──────── Records supplied

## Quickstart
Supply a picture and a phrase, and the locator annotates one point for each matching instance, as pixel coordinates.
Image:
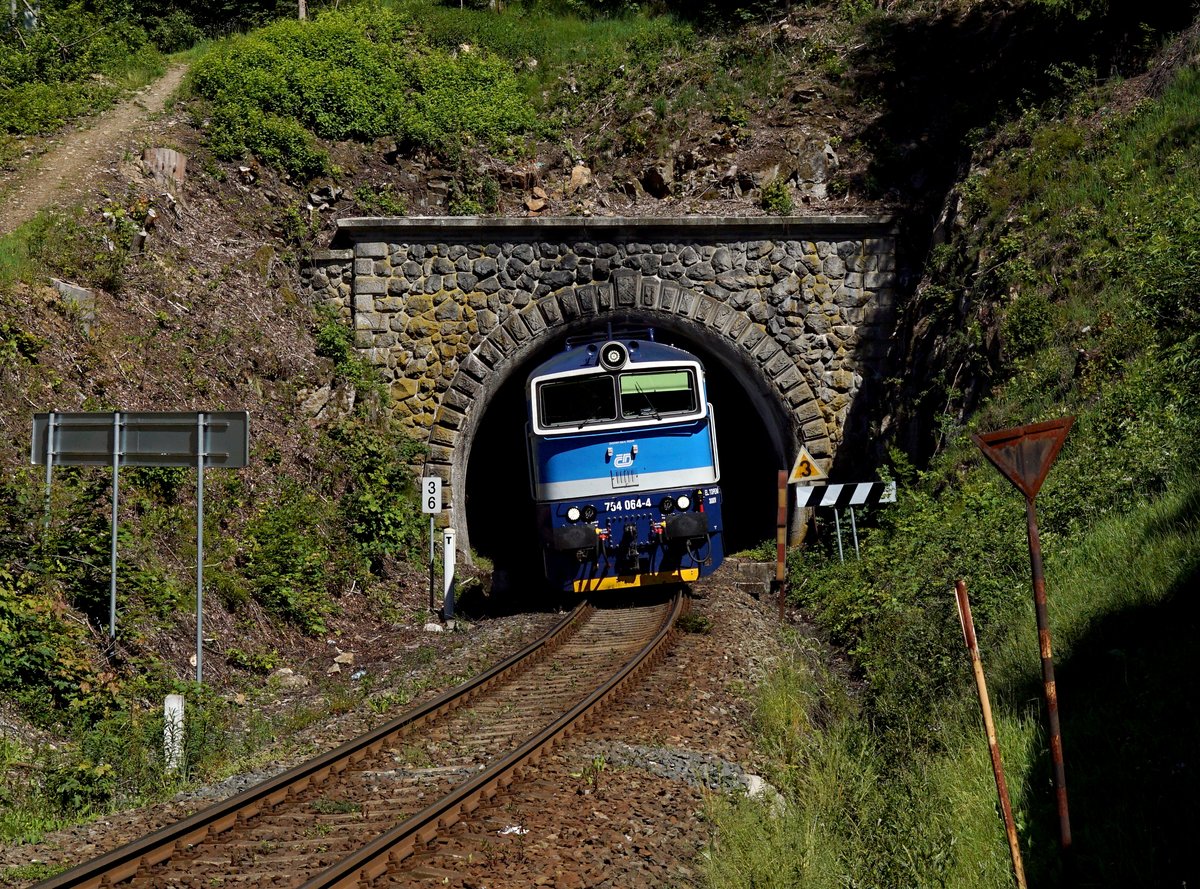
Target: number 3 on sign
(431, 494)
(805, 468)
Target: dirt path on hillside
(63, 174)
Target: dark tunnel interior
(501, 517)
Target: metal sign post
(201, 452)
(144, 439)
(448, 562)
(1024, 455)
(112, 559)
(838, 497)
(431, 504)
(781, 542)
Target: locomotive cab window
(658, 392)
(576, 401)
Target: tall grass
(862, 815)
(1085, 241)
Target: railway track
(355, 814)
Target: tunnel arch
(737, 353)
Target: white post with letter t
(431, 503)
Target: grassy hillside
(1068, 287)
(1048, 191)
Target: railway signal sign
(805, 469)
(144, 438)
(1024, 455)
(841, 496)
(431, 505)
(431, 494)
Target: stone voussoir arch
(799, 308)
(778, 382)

────────────────

Recast the data above as a JSON list of strings with one string per line, skipping blank lines. Leave the pictures out.

** Task response **
[
  "## Quickstart",
  "Supply a picture and a phrase, and the locator annotates one point for each matching instance, as pixel coordinates.",
  "Image:",
  "Target: number 3 on sign",
  "(431, 494)",
  "(805, 468)",
  "Target: dirt path on hillside",
  "(63, 174)",
  "Target: dark tunnel interior",
  "(501, 517)",
  "Target: metal sign post",
  "(201, 452)",
  "(144, 439)",
  "(448, 562)",
  "(1024, 455)",
  "(112, 559)",
  "(838, 497)",
  "(431, 504)",
  "(781, 542)",
  "Target: locomotive cab window",
  "(658, 392)",
  "(576, 401)",
  "Target: tall grass",
  "(862, 815)",
  "(1085, 241)",
  "Target: railway track",
  "(355, 814)",
  "Target: tunnel arch",
  "(737, 353)",
  "Target: white post with letter t",
  "(431, 503)",
  "Target: grassy hillside",
  "(1068, 287)",
  "(1048, 191)",
  "Target: railway signal sign",
  "(805, 469)",
  "(144, 438)",
  "(1024, 455)",
  "(841, 496)",
  "(431, 505)",
  "(431, 494)",
  "Target: stone voussoir arch",
  "(799, 308)",
  "(778, 382)"
]